Given task: Substitute "single marker" for "single point" everywhere in the records below, and write the records out again with nothing else altered.
____________________
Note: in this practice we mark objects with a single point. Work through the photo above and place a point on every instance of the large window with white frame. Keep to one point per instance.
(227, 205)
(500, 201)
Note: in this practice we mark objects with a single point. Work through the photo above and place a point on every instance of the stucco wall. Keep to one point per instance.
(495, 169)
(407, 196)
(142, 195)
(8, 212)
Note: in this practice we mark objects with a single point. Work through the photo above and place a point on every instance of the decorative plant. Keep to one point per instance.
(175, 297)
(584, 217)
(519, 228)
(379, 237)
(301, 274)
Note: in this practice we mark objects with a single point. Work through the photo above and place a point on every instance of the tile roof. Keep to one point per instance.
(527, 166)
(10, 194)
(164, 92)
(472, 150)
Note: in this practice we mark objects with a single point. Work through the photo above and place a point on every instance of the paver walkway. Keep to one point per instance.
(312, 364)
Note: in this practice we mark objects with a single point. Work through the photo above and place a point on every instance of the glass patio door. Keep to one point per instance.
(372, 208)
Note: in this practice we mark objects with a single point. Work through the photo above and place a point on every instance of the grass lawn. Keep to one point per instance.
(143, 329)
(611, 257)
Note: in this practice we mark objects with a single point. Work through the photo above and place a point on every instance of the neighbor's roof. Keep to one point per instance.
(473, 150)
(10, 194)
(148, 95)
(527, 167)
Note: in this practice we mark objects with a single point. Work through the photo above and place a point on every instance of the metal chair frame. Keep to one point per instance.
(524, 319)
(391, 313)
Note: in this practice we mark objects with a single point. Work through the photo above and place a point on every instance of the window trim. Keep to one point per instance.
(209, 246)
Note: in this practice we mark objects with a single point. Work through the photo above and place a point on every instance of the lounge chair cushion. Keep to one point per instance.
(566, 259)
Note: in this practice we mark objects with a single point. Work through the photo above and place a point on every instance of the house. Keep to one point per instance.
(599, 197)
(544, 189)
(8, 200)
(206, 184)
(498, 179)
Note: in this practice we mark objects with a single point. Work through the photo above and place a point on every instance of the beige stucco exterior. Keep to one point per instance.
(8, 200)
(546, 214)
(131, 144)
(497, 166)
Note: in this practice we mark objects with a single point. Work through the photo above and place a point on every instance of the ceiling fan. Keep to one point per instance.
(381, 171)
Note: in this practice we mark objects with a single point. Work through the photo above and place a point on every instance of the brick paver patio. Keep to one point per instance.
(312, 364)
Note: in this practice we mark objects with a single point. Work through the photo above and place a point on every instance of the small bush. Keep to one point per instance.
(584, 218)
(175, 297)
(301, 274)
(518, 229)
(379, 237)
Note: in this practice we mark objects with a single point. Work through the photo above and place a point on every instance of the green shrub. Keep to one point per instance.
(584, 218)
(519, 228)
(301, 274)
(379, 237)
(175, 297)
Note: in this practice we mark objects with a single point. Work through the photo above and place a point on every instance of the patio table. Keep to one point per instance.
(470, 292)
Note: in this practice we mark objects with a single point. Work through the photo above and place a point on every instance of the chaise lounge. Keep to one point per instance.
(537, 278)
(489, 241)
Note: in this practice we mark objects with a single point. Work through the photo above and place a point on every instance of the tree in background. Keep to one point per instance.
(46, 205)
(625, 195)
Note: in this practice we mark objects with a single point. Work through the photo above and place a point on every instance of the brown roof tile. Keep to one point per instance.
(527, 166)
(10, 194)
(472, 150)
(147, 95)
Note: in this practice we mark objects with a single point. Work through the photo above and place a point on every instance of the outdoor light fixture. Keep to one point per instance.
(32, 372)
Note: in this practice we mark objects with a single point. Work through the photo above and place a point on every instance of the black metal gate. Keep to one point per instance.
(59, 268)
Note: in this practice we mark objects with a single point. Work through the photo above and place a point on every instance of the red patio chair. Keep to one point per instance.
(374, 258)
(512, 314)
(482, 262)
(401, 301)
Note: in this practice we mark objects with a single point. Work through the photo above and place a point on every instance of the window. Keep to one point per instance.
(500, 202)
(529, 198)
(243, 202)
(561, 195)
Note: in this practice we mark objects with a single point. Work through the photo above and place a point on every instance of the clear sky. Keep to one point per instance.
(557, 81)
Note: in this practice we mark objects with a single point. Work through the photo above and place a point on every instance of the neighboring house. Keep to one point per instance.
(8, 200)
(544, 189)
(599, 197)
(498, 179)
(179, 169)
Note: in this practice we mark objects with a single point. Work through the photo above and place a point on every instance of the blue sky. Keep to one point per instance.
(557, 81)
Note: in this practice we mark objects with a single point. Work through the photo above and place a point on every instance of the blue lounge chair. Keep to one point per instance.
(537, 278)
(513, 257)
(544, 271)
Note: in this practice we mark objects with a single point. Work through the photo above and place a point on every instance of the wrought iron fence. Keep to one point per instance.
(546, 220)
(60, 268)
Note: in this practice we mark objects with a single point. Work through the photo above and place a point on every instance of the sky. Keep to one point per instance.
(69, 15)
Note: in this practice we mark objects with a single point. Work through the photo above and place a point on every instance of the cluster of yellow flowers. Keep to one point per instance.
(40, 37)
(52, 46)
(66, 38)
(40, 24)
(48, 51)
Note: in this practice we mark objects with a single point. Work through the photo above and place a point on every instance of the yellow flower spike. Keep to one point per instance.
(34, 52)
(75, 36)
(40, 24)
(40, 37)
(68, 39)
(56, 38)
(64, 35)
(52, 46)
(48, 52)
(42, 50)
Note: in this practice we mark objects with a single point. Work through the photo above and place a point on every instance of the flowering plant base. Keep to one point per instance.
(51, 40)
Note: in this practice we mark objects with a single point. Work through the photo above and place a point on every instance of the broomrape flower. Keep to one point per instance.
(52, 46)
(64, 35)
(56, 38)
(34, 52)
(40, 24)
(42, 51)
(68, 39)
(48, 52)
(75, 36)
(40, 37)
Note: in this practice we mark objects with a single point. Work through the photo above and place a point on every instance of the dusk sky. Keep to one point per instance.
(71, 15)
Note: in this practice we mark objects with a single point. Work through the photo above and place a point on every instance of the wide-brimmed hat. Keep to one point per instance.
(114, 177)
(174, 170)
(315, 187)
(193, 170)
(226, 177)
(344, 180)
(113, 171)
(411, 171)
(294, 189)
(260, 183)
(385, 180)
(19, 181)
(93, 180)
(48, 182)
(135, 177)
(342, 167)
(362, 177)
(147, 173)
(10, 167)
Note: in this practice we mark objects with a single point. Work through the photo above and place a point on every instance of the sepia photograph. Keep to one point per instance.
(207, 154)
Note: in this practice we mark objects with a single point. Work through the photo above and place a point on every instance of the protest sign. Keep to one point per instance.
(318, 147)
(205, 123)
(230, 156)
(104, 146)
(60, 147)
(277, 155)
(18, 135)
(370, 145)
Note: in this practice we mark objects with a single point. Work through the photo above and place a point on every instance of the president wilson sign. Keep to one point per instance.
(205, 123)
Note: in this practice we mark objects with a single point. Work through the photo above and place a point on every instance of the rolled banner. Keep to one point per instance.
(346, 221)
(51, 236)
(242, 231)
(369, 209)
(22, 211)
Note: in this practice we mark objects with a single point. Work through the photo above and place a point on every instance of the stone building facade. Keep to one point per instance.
____________________
Task answer:
Note: in this practice we mark objects with a single marker. Work through the photo above and place a point on every instance of the large window with white frame. Keep to one point per instance.
(227, 205)
(500, 201)
Note: in this practice we mark objects with a single marker. Work through the photo above and place a point on every instance of the stucco wall. Keep to one point per instance.
(495, 169)
(407, 196)
(142, 195)
(8, 212)
Note: in this practice we mark objects with a single marker. Work through the photo above and place a point on every instance of the decorative plant. Keep to one point per instance.
(175, 297)
(584, 217)
(519, 228)
(379, 237)
(301, 274)
Note: in this practice we mark objects with a single marker. Work through the photo above and place a point on every instance of the tile roof. Keep to one point per instance.
(527, 166)
(10, 194)
(164, 92)
(472, 150)
Note: in this practice we mark objects with a single marker. Work through the photo above and place a point on every instance of the paver walkway. Keep to one point per instance.
(312, 364)
Note: in this practice we mark objects with a single marker. Work through the photo above and place a point on every instance of the glass patio door. Keep to one point per instance.
(372, 208)
Note: in this practice we mark objects with a single marker. Work through the photo above and place a point on every instance of the grass lawn. Keep to one point per instance.
(143, 329)
(611, 257)
Note: in this practice we mark objects with a single marker. Work through the photo above and place a point on every instance of the neighbor's roof. Keep to one point per instance.
(473, 150)
(10, 194)
(148, 95)
(527, 167)
Note: in this practice we mark objects with a single marker. Work through the photo above and place a point on every instance of the metal chair frame. Keep to one point per instance.
(524, 319)
(391, 313)
Note: in this practice we mark objects with a single marker. Work through the photo above and place a point on every instance of the window trim. Keep to one point per instance.
(209, 246)
Note: in this practice we mark objects with a single marker. Work through the photo above and place a point on every instance of the lounge chair cushion. Keep to one point per instance.
(566, 259)
Note: in this practice we mark objects with a single marker. Work through the photo above and place a point on every instance of the house. Keep to one point per instance.
(599, 197)
(544, 189)
(8, 200)
(206, 184)
(498, 179)
Note: in this practice we mark objects with a single marker. Work through the photo above and place a point on every instance of the beige stucco exterior. Keep to one point per instance.
(8, 200)
(546, 214)
(131, 144)
(497, 166)
Note: in this practice we mark objects with a single marker. Work through the photo above and place a point on every instance of the ceiling fan. Keep to one point per instance.
(381, 171)
Note: in this practice we mark objects with a single marker. Work through the photo above and place a point on every instance of the brick paver patio. Keep to one point per instance.
(312, 364)
Note: in this practice we mark objects with a single marker. Work through the photo above and place a point on every instance of the small bush. Keep to one point per instance.
(584, 218)
(175, 297)
(301, 274)
(518, 229)
(379, 237)
Note: in this practice we mark objects with a single marker. Work through the photo above and place a point on every instance of the green shrub. Keep to one point per instance.
(584, 218)
(519, 228)
(301, 274)
(379, 237)
(175, 297)
Note: in this practice we mark objects with a single marker. Work through the photo above and place a point on every instance of the patio table. Keep to one point per instance.
(470, 292)
Note: in this practice we mark objects with a single marker. Work through the photo above and place a point on every instance of the chaise lounge. Keep to one point per instance.
(537, 278)
(489, 241)
Note: in this practice we mark objects with a single marker. Work through the photo above and place a point on every instance of the tree in background. Keep to one point per instance.
(46, 205)
(625, 195)
Note: in this practice we mark objects with a single marker. Work through the photo above and place a point on every instance of the brown roof tile. Keep to one point per instance.
(527, 166)
(10, 194)
(472, 150)
(147, 95)
Note: in this practice we mark objects with a single marker. Work through the photo above and place a point on every instance of the outdoor light fixture. Keep to one point per instance.
(32, 372)
Note: in this practice we mark objects with a single marker. Work through the photo above and place a point on every instance of the black metal gate. Keep to one point per instance.
(59, 268)
Note: in this practice we mark objects with a single marker. Work through the photo above and place a point on every instance of the red patio chair. Keep to one point per instance.
(374, 258)
(512, 314)
(482, 262)
(401, 301)
Note: in this practice we mark objects with a single marker. Work through the photo above and place a point on every instance of the window. Keep to one point per instance.
(500, 202)
(529, 198)
(243, 202)
(561, 195)
Note: in this practice we mark objects with a single marker. Work through the photo above and place a point on every instance of the clear sky. Keep to one point per instance.
(557, 81)
Note: in this practice we mark objects with a single marker. Work through the photo above and place a point on every instance of the neighboring house. Keep to one point per instance.
(8, 200)
(544, 189)
(599, 197)
(498, 179)
(179, 169)
Note: in this practice we mark objects with a single marker. Work through the photo above and place a point on every instance of the blue sky. Keep to one point per instance.
(557, 81)
Note: in this practice we mark objects with a single marker. Work through the photo above and place a point on every instance of the blue lounge chair. Keep to one point per instance.
(537, 278)
(513, 257)
(544, 271)
Note: in this practice we mark objects with a single marker. Work through the photo above and place a point on every instance of the wrought iron fence. Keep to one point per instance.
(546, 220)
(60, 268)
Note: in this practice we mark objects with a single marker. Work through the photo above and place a point on every instance of the sky. Keep to one point per instance.
(69, 15)
Note: in this practice we mark objects with a single marker. Work through the photo above and place a point on every instance of the cluster of yellow flowers. Keep to one point per instance.
(40, 37)
(52, 46)
(66, 38)
(40, 24)
(48, 51)
Note: in this practice we mark objects with a single marker. Work through the photo above and place a point on every instance of the yellow flower spike. Keep to one point per instance.
(34, 52)
(75, 36)
(40, 24)
(40, 37)
(68, 39)
(56, 38)
(64, 35)
(52, 46)
(48, 52)
(42, 50)
Note: in this practice we mark objects with a single marker. Work through the photo above and place a point on every instance of the flowering plant base. Keep to one point per instance.
(51, 40)
Note: in this practice we mark objects with a single marker. Work through the photo above and place a point on every instance of the broomrape flower. Keep to one point per instance.
(52, 46)
(64, 35)
(56, 38)
(34, 52)
(40, 24)
(42, 51)
(68, 39)
(48, 52)
(75, 36)
(40, 37)
Note: in this practice we mark objects with a single marker. Work through the photo above and place a point on every instance of the dusk sky. Keep to one point per instance.
(71, 15)
Note: in this practice we mark objects with a single marker. Work through the photo above and place a point on every instance of the wide-brimmed hat. Keep to one point per instance.
(114, 177)
(174, 170)
(315, 187)
(193, 170)
(226, 177)
(344, 180)
(113, 171)
(411, 171)
(294, 189)
(260, 183)
(385, 180)
(19, 181)
(93, 180)
(48, 182)
(135, 177)
(342, 167)
(362, 177)
(147, 173)
(10, 167)
Note: in this practice we mark objects with a single marker. Work through the photo above and place a point on every instance of the sepia photograph. Keep to one point per instance.
(207, 154)
Note: in this practice we mark objects with a single marker. Work through the photo above and place a point on every instance of the protest sign. Keep to one point per instance.
(318, 147)
(205, 123)
(230, 156)
(104, 146)
(60, 147)
(277, 155)
(18, 135)
(370, 145)
Note: in this practice we mark objects with a single marker. Work through the photo above and place a point on every instance of the president wilson sign. Keep to one point per instance.
(205, 123)
Note: in this practice we mark objects with a single marker. Work through the photo above and place a point on every instance of the rolled banner. Keep to one point per instance.
(346, 221)
(51, 236)
(242, 231)
(369, 209)
(22, 211)
Note: in this practice we mark objects with a single marker. Work through the photo above and place a point on every instance of the stone building facade. Keep to one point per instance.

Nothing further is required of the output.